Seller is a corporation duly incorporated, validly existing and in good standing under the Laws of the State of Nevada and (i) has the right and power to enter into, and perform its obligations under this Agreement and (ii) has taken all requisite action to authorize the execution, delivery and performance of this Agreement and each such other agreement delivered in connection herewith to which it is a Party.
 
 
10.2
By Buyer.  Buyer will comply with all applicable laws, ordinances and regulations applicable to the transportation, storage and handling of the Product and Derivative Products and to the manufacture of the Derivative Products.
 
 
10.3
Mutual.  Neither Buyer nor Seller shall conduct its business in a manner that reflects unfavorably on the other.  Neither Buyer nor Seller will at any time intentionally engage in illegal, deceptive, misleading, or unethical practices or advertising.
 
11.
Term and Termination.
 
11.1           Term. Unless terminated earlier by Seller or by Buyer under Section 11.2, 11.3 or 11.4 this Agreement shall have an initial term of (1) year commencing on the date of this Agreement and shall automatically renew annually for additional terms upon buyer reaching minimum order requirements as set out in Schedule C, for a period of 36 months, without further action by Seller or Buyer on the same terms and conditions set forth herein. Upon satisfactory completion of this term, both parties will enter into discussions to further renew the terms of this contract.

Entries excerpted from a collection:
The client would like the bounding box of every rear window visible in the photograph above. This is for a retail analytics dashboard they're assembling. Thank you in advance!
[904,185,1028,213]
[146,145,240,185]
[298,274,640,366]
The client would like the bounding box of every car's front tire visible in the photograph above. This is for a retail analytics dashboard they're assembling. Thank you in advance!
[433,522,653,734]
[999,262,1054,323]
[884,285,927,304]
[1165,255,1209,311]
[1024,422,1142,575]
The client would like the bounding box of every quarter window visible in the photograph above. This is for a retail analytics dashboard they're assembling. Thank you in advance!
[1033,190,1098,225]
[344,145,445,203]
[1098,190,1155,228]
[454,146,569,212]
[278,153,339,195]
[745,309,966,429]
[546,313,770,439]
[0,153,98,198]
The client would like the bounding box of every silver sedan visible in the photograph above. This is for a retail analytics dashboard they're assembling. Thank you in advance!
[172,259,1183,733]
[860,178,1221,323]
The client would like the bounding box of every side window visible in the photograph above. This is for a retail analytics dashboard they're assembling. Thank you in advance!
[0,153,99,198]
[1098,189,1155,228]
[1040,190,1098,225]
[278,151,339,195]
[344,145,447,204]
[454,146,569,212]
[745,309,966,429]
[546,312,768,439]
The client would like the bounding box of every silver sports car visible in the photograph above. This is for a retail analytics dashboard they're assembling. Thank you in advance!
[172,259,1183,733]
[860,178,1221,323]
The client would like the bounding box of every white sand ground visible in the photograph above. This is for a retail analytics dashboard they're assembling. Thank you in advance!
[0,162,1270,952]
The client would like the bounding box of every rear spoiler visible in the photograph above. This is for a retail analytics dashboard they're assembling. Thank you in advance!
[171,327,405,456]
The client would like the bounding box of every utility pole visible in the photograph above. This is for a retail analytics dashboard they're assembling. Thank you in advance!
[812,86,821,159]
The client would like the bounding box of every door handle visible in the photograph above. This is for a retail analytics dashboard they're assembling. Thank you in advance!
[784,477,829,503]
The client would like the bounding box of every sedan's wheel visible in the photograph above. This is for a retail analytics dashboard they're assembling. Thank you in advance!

- [GIVEN TASK]: Decide whether each statement agrees with the contract excerpt, answering yes or no and quoting the words that settle it: (a) Seller is incorporated under the laws of Nevada. (b) The agreement has an initial term of two years. (c) Only Seller is barred from conducting its business in a way that reflects unfavorably on the other party. The entries come from a separate source, not from the contract excerpt.

- [SOLUTION FOR THIS PROBLEM]:
(a) Yes: "Seller is a corporation duly incorporated, validly existing and in good standing under the Laws of the State of Nevada."
(b) No: "this Agreement shall have an initial term of (1) year."
(c) No: "Neither Buyer nor Seller shall conduct its business in a manner that reflects unfavorably on the other."